* [Task directions] Copy out word for word everything from the start of the items below down to and including the line that contains "rough mask: <svg", omitting the pictures.

[Collected data]
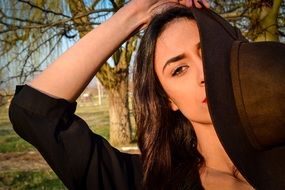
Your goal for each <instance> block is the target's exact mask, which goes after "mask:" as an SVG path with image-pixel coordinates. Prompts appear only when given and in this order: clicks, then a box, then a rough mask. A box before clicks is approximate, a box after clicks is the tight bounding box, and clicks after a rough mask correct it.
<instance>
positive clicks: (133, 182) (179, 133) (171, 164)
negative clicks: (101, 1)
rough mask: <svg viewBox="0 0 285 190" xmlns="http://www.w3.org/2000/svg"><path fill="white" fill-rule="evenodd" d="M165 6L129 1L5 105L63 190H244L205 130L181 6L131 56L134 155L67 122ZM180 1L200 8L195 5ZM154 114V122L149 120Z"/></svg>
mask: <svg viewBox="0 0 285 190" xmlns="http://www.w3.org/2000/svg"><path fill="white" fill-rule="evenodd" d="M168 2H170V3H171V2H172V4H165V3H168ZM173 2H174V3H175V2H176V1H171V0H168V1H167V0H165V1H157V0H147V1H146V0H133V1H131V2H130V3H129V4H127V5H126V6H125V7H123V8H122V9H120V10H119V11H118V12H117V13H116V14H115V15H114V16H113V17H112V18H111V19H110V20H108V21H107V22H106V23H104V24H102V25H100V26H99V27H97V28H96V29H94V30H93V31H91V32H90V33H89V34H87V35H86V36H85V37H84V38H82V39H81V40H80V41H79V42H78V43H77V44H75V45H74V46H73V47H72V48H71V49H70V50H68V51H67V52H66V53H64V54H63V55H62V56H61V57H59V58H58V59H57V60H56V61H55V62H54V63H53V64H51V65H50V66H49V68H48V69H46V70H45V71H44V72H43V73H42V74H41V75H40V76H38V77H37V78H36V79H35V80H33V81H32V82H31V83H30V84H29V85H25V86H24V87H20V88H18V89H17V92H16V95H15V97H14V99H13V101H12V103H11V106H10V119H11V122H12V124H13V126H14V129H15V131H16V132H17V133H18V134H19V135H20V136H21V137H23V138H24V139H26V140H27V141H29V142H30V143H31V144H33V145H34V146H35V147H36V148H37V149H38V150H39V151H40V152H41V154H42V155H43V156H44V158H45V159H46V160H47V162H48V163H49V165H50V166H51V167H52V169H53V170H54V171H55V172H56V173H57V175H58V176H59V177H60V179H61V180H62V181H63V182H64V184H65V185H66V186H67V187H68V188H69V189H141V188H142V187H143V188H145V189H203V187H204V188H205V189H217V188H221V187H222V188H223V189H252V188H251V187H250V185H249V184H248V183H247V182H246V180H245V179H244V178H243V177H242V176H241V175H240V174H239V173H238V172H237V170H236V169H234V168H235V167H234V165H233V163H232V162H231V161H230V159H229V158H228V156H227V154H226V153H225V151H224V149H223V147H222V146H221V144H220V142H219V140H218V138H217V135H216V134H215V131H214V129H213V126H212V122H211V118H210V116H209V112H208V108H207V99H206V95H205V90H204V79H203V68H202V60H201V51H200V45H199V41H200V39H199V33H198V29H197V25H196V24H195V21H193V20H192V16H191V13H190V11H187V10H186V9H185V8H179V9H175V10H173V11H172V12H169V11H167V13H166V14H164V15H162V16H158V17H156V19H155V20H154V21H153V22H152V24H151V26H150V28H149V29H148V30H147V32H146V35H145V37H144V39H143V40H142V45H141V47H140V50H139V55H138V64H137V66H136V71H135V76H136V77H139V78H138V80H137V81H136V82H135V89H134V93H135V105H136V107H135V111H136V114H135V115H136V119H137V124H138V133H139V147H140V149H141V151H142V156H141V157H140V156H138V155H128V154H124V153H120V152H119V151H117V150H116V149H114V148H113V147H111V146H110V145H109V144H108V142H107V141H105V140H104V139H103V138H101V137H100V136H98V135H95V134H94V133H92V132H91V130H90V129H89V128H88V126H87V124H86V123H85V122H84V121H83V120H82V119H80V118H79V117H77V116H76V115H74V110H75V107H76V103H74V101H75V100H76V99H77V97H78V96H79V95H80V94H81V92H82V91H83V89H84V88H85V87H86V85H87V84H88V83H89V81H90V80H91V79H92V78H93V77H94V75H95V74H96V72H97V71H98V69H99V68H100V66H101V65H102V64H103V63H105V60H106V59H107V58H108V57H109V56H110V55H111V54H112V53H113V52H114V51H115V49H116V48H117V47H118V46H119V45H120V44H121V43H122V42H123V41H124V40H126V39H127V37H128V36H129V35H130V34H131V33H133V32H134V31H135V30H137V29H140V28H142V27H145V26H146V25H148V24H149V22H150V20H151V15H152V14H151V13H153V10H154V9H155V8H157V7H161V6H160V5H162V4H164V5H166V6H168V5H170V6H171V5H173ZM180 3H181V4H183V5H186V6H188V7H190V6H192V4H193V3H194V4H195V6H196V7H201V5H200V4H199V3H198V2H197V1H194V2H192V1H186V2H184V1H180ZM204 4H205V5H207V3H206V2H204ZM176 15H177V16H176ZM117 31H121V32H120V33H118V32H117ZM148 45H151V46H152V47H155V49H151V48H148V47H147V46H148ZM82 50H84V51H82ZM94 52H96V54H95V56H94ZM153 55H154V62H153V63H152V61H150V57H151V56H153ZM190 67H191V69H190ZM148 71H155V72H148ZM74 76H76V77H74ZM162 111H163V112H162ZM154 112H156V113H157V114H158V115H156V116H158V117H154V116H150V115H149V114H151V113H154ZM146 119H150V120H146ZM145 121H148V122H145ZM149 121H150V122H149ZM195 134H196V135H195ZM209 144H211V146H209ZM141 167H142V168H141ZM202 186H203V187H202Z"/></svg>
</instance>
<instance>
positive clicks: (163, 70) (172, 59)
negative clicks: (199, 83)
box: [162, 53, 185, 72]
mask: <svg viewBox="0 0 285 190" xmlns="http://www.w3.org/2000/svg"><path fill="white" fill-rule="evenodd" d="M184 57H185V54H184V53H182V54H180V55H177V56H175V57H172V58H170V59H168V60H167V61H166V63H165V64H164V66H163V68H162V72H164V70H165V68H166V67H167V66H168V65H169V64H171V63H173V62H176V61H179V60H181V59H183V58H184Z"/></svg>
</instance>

* [Solution]
Your goal for each <instance> block is the target's exact mask, which goes after "mask:" as an SVG path with image-pixel coordinates. Prompts appear only when given and in this order: clicks, then a box, then a rough mask. A box before clicks is approximate, a box after clicks is the tight bounding box, and clicks after a rough mask correct it.
<instance>
positive clicks: (133, 182) (179, 133) (171, 164)
negative clicks: (101, 1)
rough mask: <svg viewBox="0 0 285 190" xmlns="http://www.w3.org/2000/svg"><path fill="white" fill-rule="evenodd" d="M165 6L129 1L5 105L63 190H244L205 130L181 6L131 56L134 155L67 122ZM180 1L200 8L195 5ZM154 114V122L149 120Z"/></svg>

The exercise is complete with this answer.